Tata
Kelola Pertanahan Pasca-UU Cipta Kerja Maria SW Sumardjono ; Guru Besar Fakultas Hukum UGM dan Anggota Akademi Ilmu
Pengetahuan Indonesia |
KOMPAS,
16 Maret
2021
Penerapan Undang-Undang Pokok Agraria
(UUPA) dalam tata kelola pertanahan merupakan pilihan, bukan keharusan. Tolok
ukurnya, kesesuaiannya dengan maksud dan tujuan UU Cipta Kerja (UUCK). Peraturan Pemerintah (PP) No 18 Tahun 2021
tentang Hak Pengelolaan, Hak atas Tanah, Satuan Rumah Susun, dan Pendaftaran
Tanah merangkum tata kelola pertanahan sejak terjadinya, peralihan,
pembebanan, dan hapusnya hak atas tanah; hak atas tanah atau Hak Pengelolaan
(HPL) pada Ruang Atas dan Ruang Bawah Tanah; dan Satuan Rumah Susun (sarusun). PP ini memberikan penegasan atas hal-hal
yang belum jelas penyelesaiannya di masa lalu berkaitan dengan pengaturan
tentang "tanah musnah" (Pasal 66: pengertian, proses, dampak);
rumah-toko dan rumah-kantor yang dapat dipunyai dengan hak milik (Pasal 94);
penyelesaian permasalahan terkait tanah reklamasi menyangkut hak atas tanah
yang dapat diberikan (Pasal 17); dan kedudukan tanah swapraja dan bekas
swapraja, kecuali yang diatur menurut UU, terkait status hak atas tanahnya
dan penyelesaiannya (Pasal 48). Ke depan, penghapusan alat bukti hak lama
dan menetapkan fungsinya sebagai petunjuk dalam proses pendaftaran tanah
diharapkan dapat memutus mata rantai sengketa tanah bekas hak Barat (Pasal
95). Sejalan dengan hal ini, berbagai surat keterangan atas penguasaan dan
pemilikan tanah yang dikeluarkan oleh kepala desa/lurah/camat juga berlaku
sebagai petunjuk dalam proses pendaftaran tanah (Pasal 97). Pengaturan tentang hak atas tanah atau HPL
pada Ruang Atas Tanah (RAT) dan Ruang Bawah Tanah (RBT) di Pasal 74-83 secara
komprehensif mengatur tentang restriksi, jenis hak yang dapat diberikan dan
isi kewenangannya, serta hapusnya. Sayang sekali, pengaturan terkait sumber
daya pemanfaatan ruang di masa depan ini tak meliputi pengaturan tentang hak
atas tanah pada Ruang Bawah Air yang tak kalah penting. Pertama, berdasarkan Pasal 4 Ayat (2) UUPA,
ruang lingkup hak atas tanah itu meliputi tanah, tubuh bumi dan air, serta
ruang yang ada di atasnya. Kedua, pembangunan resor di bawah laut sudah bukan
merupakan hal baru (misalnya Atlantis the Palm, Dubai; Resort Manta,
Tanzania; Hilton-Conrad, Maldives; dan lain-lain). Pemberian hak atas
tanahnya bisa ditempuh sejalan dengan pemberian hak atas tanah di wilayah
perairan yang dilaksanakan berdasarkan izin dari kementerian teknis terkait
(Pasal 65). "Negaraisasi"

+ + +

### LATIHAN SINGKAT A
Tentukan apakah setiap pernyataan berikut sesuai dengan kutipan teks di atas, lalu jawab ya atau tidak dengan menyertakan kata-kata penentu dari kutipan teks tersebut. (i) PP No 18 Tahun 2021 mengatur hak atas tanah pada Ruang Bawah Air. (ii) Surat keterangan penguasaan dan pemilikan tanah dari kepala desa/lurah/camat berlaku sebagai petunjuk dalam proses pendaftaran tanah. (iii) Rumah-toko dan rumah-kantor yang dapat dipunyai dengan hak milik diatur dalam Pasal 66.

+ + +

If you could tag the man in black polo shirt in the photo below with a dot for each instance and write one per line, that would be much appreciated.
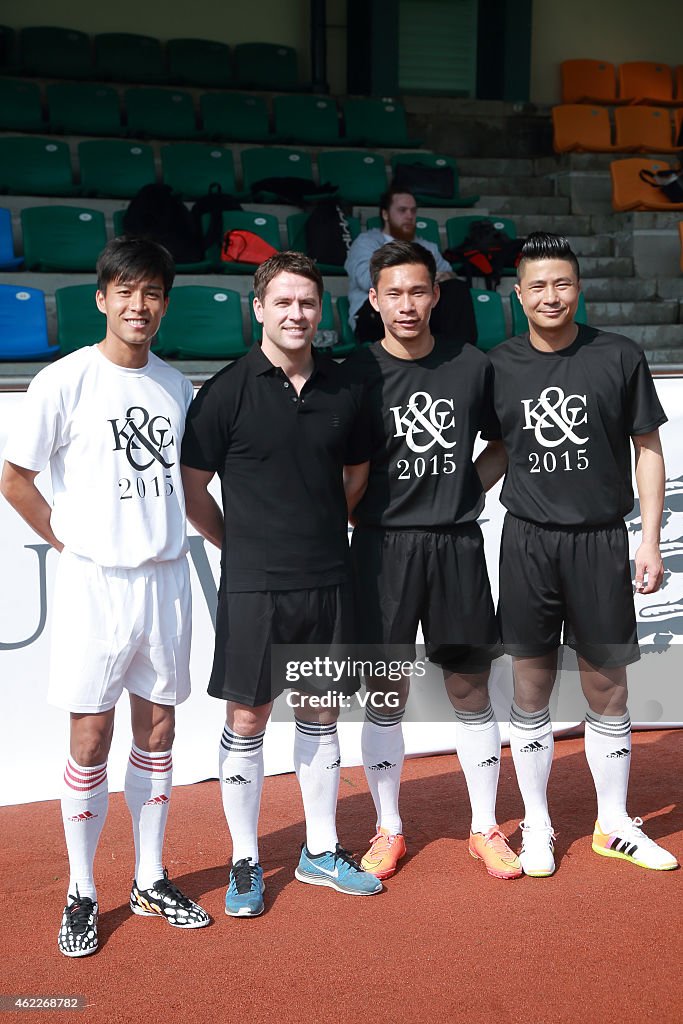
(569, 399)
(278, 426)
(417, 549)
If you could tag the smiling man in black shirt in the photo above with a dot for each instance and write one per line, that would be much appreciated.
(417, 549)
(278, 426)
(569, 400)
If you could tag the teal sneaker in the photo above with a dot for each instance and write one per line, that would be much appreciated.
(339, 870)
(245, 893)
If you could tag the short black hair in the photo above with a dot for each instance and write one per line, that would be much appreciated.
(131, 258)
(398, 253)
(386, 198)
(543, 245)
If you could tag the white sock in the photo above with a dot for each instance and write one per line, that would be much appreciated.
(241, 773)
(316, 764)
(383, 752)
(532, 745)
(147, 793)
(84, 806)
(608, 756)
(478, 747)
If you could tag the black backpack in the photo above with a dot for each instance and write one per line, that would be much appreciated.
(159, 213)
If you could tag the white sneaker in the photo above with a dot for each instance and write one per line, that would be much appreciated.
(537, 853)
(630, 843)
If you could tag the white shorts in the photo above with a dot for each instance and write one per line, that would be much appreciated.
(117, 628)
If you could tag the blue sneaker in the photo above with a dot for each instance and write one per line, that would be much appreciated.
(337, 869)
(245, 893)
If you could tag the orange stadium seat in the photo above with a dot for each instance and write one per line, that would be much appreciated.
(644, 129)
(582, 128)
(630, 193)
(588, 82)
(645, 82)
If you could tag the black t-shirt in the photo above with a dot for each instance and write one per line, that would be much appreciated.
(281, 459)
(424, 418)
(566, 419)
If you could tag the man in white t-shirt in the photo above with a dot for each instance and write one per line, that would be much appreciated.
(109, 420)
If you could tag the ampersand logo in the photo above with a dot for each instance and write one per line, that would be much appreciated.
(553, 418)
(143, 438)
(424, 415)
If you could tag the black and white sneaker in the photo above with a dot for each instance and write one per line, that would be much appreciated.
(164, 899)
(78, 932)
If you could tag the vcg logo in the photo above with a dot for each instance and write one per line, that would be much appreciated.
(554, 418)
(143, 438)
(424, 415)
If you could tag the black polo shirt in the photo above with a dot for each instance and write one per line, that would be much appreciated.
(280, 457)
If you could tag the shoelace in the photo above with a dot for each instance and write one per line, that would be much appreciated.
(80, 910)
(244, 872)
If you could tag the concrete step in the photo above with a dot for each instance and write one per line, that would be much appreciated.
(507, 185)
(662, 311)
(518, 205)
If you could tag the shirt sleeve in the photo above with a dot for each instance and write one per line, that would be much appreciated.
(645, 409)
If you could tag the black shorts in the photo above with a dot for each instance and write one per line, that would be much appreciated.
(249, 624)
(403, 578)
(551, 576)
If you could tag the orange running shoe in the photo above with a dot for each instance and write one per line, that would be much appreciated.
(492, 847)
(384, 854)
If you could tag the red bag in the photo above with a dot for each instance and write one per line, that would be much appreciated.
(245, 247)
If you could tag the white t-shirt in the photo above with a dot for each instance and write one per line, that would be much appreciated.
(112, 439)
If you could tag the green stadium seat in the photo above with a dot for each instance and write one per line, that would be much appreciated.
(115, 168)
(35, 166)
(426, 227)
(83, 109)
(375, 122)
(306, 119)
(160, 114)
(202, 323)
(125, 56)
(199, 61)
(265, 66)
(520, 324)
(54, 52)
(238, 117)
(24, 325)
(359, 175)
(273, 162)
(20, 105)
(433, 160)
(189, 168)
(61, 238)
(296, 239)
(263, 224)
(79, 321)
(489, 318)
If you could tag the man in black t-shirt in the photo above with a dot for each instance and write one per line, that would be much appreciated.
(278, 426)
(569, 399)
(417, 551)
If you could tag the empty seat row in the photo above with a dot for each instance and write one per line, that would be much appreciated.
(202, 323)
(113, 168)
(636, 82)
(86, 109)
(585, 128)
(124, 56)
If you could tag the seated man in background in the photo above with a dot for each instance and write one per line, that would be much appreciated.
(455, 313)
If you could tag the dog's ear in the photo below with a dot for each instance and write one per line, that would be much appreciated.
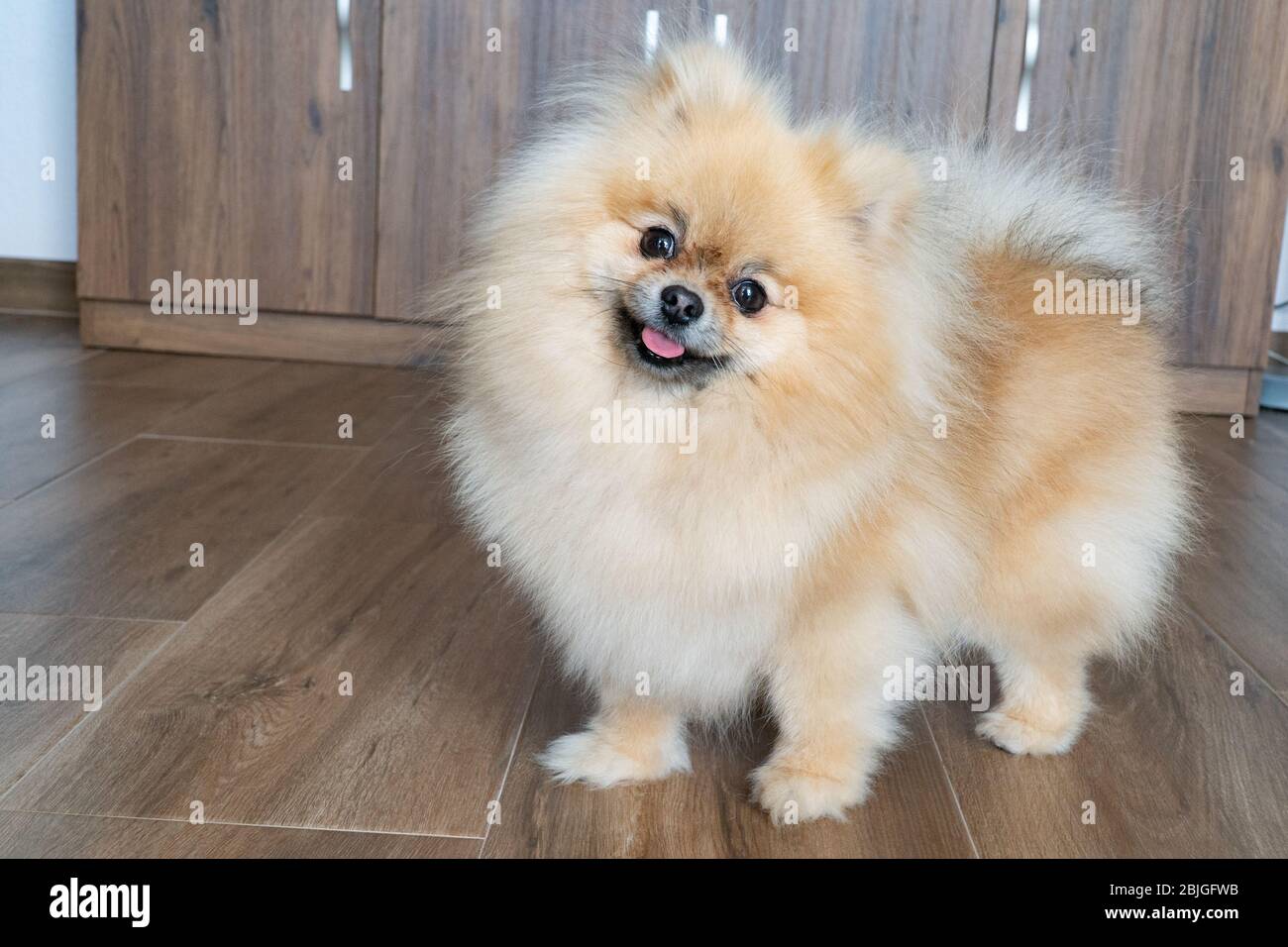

+ + +

### LATIHAN SINGKAT B
Ekstrak setiap baris di atas yang memuat kata "logo". Perbedaan huruf besar dan huruf kecil diperhitungkan.

### JAWABAN TUGAS A
(i) Tidak: "tak meliputi pengaturan tentang hak atas tanah pada Ruang Bawah Air".
(ii) Ya: "juga berlaku sebagai petunjuk dalam proses pendaftaran tanah (Pasal 97)".
(iii) Tidak: "rumah-toko dan rumah-kantor yang dapat dipunyai dengan hak milik (Pasal 94)".

### JAWABAN TUGAS B
If you could tag the ampersand logo in the photo above with a dot for each instance and write one per line, that would be much appreciated.
If you could tag the vcg logo in the photo above with a dot for each instance and write one per line, that would be much appreciated.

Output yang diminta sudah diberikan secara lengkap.